SOLICITUD 1.
Reproduce el tramo del listado que va desde la línea con "Guideline: the keypoint for each instance of the bicycle pedal" hasta el final del listado, ambos extremos incluidos. Sustituye "front wheel" por "rear wheel" y deja todo lo demás igual.

TEXTO DE LECTURA.
Atravesamos las murallas y nos adentramos en callejuelas prohibidas a la circulación de foráneos, intentando desesperadamente llegar al hotel, que se muestra esquivo, a pesar de que el GPS se esfuerza en mostrarnos el camino. Callejones sin salida, calles en contra dirección o simplemente calles escalonadas nos cortan el paso. Tras preguntar, decidimos recorrer unos doscientos metros en dirección contraria para llegar a la puerta. Una vez alojados y con la moto a buen recaudo en el parking del hotel, nos dispusimos a visitar la ciudad que se encontraba en plena efervescencia, debido a la festividad de San Antón. Decenas de jóvenes vestidos de labriegos añejos y algo pasados con el vino y la cerveza representaban una ancestral función por las calles, mientras seguían bebiendo y comiendo. Unas sopas morellanas y algo de carne precedieron al descanso merecido.

CONTENIDO DE DATOS.

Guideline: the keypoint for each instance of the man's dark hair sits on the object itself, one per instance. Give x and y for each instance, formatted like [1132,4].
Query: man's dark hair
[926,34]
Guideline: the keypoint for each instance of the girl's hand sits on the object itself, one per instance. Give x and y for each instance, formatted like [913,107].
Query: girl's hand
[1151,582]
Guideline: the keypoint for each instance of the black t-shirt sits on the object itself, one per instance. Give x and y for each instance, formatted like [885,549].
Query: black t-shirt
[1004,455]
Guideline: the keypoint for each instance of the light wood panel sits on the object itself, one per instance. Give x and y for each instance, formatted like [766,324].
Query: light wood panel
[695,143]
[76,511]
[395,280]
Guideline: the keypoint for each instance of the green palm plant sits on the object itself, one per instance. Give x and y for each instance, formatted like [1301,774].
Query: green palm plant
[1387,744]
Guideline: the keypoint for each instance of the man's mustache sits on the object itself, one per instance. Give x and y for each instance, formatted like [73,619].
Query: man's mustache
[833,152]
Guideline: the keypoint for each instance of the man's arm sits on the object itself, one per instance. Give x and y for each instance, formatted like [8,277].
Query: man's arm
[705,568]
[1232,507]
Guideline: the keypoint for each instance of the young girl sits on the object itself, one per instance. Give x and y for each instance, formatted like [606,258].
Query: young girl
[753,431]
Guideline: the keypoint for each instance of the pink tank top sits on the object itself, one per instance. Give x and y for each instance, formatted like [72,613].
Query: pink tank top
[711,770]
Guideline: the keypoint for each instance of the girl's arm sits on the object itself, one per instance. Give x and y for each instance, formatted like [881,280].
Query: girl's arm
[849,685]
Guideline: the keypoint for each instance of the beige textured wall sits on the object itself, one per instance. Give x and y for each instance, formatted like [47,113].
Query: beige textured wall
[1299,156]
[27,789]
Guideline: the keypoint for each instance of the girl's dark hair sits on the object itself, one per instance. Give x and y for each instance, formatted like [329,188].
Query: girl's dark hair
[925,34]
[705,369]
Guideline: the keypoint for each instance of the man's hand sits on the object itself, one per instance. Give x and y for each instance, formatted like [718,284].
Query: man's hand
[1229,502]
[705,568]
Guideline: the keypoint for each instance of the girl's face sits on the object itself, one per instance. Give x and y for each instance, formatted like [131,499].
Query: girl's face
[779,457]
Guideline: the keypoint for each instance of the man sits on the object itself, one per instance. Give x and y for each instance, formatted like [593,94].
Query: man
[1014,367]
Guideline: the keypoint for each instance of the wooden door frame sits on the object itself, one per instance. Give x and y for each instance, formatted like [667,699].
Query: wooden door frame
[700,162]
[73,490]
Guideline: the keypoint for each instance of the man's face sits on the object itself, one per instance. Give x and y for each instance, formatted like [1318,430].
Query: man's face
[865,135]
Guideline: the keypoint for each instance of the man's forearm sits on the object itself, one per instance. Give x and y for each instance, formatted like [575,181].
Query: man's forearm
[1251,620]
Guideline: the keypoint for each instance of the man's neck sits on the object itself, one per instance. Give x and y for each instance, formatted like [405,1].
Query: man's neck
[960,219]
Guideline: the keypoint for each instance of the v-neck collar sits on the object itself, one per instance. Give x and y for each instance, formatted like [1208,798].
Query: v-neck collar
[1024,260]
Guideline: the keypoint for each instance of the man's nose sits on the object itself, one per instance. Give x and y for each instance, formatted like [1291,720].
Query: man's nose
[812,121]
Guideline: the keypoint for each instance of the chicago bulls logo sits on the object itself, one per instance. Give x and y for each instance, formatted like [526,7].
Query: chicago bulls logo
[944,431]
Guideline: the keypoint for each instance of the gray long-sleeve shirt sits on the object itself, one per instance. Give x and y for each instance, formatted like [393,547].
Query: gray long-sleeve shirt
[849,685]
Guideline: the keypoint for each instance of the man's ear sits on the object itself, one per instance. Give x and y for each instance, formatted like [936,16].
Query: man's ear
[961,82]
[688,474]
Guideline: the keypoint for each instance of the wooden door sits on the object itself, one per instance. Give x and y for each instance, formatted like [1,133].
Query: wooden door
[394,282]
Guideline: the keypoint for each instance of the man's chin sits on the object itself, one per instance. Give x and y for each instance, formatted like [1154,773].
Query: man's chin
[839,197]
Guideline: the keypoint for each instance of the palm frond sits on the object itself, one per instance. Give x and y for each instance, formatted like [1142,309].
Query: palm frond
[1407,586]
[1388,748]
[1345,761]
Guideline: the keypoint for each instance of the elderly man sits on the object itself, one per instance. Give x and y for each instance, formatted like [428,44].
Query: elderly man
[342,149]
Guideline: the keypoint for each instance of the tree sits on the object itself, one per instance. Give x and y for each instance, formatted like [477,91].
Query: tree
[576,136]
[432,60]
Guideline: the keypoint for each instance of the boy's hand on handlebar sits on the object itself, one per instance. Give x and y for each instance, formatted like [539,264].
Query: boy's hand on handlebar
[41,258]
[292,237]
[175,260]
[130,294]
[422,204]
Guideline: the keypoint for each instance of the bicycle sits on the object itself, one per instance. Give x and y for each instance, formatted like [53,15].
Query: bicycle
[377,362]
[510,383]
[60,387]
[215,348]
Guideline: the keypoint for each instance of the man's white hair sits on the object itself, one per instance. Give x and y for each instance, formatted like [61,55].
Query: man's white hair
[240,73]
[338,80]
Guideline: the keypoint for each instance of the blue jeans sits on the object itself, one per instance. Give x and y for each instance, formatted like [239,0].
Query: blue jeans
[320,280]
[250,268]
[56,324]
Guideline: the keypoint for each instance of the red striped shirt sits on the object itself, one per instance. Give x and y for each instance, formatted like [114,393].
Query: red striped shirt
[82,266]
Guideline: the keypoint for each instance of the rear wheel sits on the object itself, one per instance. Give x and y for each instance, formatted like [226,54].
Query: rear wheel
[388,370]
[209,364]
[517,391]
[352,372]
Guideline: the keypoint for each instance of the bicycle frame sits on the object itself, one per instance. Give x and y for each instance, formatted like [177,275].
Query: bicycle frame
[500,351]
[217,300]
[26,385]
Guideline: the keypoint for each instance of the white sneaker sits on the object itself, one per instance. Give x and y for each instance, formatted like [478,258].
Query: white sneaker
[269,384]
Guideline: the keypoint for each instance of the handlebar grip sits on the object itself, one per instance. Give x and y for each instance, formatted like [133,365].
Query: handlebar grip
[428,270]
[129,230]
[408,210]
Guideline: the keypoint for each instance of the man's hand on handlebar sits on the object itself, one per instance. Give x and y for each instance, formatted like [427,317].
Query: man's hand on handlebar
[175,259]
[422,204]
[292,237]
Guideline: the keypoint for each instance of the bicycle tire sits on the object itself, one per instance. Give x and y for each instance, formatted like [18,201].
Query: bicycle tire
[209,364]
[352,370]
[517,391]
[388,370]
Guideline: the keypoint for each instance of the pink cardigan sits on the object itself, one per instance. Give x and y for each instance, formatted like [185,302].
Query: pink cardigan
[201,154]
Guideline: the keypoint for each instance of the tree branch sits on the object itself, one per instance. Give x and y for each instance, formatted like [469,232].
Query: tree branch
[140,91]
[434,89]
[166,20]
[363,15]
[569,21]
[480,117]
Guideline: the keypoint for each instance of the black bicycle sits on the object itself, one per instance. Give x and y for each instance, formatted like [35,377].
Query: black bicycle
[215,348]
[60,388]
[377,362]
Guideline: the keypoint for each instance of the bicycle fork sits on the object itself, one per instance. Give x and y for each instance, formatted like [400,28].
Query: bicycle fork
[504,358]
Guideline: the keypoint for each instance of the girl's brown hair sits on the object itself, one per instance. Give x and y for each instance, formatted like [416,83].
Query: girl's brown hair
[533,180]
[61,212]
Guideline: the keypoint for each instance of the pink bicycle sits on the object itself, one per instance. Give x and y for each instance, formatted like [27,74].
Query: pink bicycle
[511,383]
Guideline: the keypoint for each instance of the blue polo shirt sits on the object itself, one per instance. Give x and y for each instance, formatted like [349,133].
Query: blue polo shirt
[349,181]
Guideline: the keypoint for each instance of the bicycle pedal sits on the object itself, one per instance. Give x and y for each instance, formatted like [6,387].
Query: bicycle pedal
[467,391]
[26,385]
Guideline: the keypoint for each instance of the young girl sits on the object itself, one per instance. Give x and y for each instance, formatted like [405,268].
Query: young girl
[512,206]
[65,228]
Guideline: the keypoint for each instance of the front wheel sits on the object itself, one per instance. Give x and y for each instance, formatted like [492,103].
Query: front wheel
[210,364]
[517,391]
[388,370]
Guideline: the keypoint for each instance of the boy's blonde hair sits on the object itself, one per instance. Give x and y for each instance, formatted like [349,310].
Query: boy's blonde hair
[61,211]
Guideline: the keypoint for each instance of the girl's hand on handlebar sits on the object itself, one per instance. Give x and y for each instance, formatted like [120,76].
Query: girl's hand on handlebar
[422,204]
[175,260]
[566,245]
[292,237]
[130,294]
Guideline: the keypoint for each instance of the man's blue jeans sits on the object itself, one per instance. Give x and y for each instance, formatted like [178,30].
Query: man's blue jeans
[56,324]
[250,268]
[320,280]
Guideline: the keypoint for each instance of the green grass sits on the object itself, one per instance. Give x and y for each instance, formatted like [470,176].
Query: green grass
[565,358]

SOLICITUD 2.
Enumera todas las comidas y bebidas que se mencionan en el texto de lectura.

RESULTADO FINAL 1.
Guideline: the keypoint for each instance of the bicycle pedal sits on the object itself, one per instance. Give x and y for each instance, formatted like [6,387].
Query: bicycle pedal
[467,391]
[26,385]
Guideline: the keypoint for each instance of the young girl sits on the object itself, one per instance. Give x and y for each instance, formatted like [405,268].
Query: young girl
[512,206]
[65,228]
Guideline: the keypoint for each instance of the rear wheel sits on the object itself, one per instance. Give x and y for each instance, formatted like [492,103].
Query: rear wheel
[210,364]
[517,391]
[388,370]
Guideline: the keypoint for each instance of the boy's blonde hair sits on the object itself, one per instance. Give x and y for each instance, formatted like [349,310].
Query: boy's blonde hair
[61,211]
Guideline: the keypoint for each instance of the girl's hand on handlebar sits on the object itself, one per instance. Give x and y for each instance, formatted like [120,76].
Query: girl's hand on handlebar
[422,204]
[175,260]
[566,245]
[292,237]
[130,294]
Guideline: the keypoint for each instance of the man's blue jeans sits on the object itself, one per instance. Give x and y for each instance, formatted like [178,30].
Query: man's blue jeans
[56,324]
[250,268]
[320,280]
Guideline: the keypoint for each instance of the green grass sits on the object itself, one per instance. Give x and y for each instance, formatted like [470,176].
Query: green grass
[565,358]

RESULTADO FINAL 2.
- vino
- cerveza
- sopas morellanas
- carne